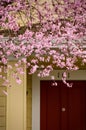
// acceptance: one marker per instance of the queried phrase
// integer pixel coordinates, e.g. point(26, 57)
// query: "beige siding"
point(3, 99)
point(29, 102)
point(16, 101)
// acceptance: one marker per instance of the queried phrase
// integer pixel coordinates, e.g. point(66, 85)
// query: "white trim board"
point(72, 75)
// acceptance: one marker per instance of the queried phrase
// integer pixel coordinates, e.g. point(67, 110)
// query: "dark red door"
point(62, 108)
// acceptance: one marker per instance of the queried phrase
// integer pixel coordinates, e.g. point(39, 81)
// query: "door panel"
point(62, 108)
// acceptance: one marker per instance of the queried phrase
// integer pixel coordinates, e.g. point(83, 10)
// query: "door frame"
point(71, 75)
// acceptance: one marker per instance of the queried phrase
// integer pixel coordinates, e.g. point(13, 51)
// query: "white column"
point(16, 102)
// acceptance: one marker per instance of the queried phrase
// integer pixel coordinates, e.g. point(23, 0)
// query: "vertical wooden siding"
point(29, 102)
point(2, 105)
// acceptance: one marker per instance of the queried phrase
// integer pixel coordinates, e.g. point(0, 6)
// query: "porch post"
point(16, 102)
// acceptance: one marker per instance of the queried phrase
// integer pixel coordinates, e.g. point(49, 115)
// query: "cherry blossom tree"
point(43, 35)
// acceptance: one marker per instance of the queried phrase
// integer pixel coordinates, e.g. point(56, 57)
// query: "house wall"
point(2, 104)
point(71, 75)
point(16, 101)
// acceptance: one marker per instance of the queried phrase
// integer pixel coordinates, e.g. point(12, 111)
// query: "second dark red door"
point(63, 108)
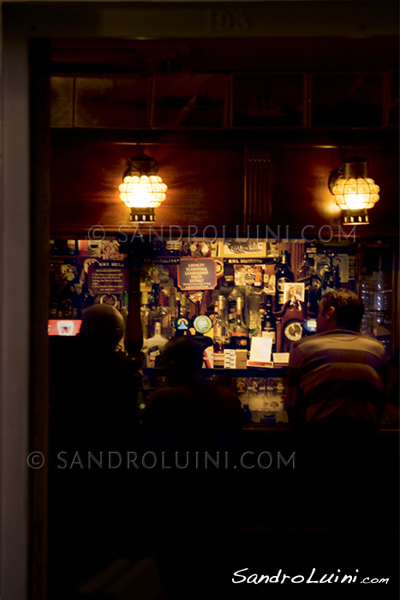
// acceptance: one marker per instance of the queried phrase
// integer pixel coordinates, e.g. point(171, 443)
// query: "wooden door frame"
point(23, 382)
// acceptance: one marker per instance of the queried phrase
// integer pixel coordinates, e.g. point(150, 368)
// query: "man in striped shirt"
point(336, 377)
───
### Written exercise
Copy out all of the material exactly as written, without its pictures.

### The answer
// acceptance: one marker per instance of the queried phrase
// integer pixel coordinates, e.g. point(26, 57)
// query: "beige siding"
point(3, 99)
point(29, 102)
point(16, 101)
// acceptance: one marker per instance of the queried phrase
// integer pixel coordinates, e.g. point(66, 85)
// query: "white trim board"
point(72, 75)
// acceptance: one marker per instance of the queried phrase
// integer pixel coordinates, e.g. point(67, 110)
// query: "dark red door"
point(62, 108)
// acceptance: one marker per instance of the queried phrase
// integer pixel coordinates, e.g. point(39, 81)
// query: "door panel"
point(62, 108)
// acceptance: one marker per instance of the queried phrase
// integer pixel coordinates, e.g. point(83, 10)
// query: "door frame"
point(71, 75)
// acceptance: one marker per instance of the queried phrase
// integer pixel coordinates, e.g. point(13, 51)
// query: "white column"
point(16, 102)
// acceptance: one marker per instance of the queried phrase
// integer pixel coordinates, e.g. point(23, 0)
// query: "vertical wooden siding"
point(29, 102)
point(2, 105)
// acceptance: one marker per instance of the queried phrase
// integer pixel coordinates, e.g. point(0, 6)
// query: "porch post"
point(16, 102)
// acceptance: one marker per instance of the queried phrase
// integer pixel coordinates, e.g. point(49, 115)
// query: "cherry blossom tree"
point(43, 35)
// acceptance: one marker per instance of the queried phrase
// integer pixel coordinates, e.g. point(56, 57)
// query: "house wall"
point(2, 104)
point(71, 75)
point(16, 101)
// acceptance: one marker per instance of the queried phrase
// integer pixel coordinates, e.g. point(12, 111)
// query: "second dark red door"
point(63, 108)
// acceptance: one marker per instance of the queried phrase
// integer pixel coordinates, e.g. point(171, 443)
// query: "wooden door frame"
point(23, 382)
// acceptance: one marker per instance of the queried phrase
// integer pixel coordinates, e.g. point(150, 368)
// query: "man in striped shirt"
point(336, 377)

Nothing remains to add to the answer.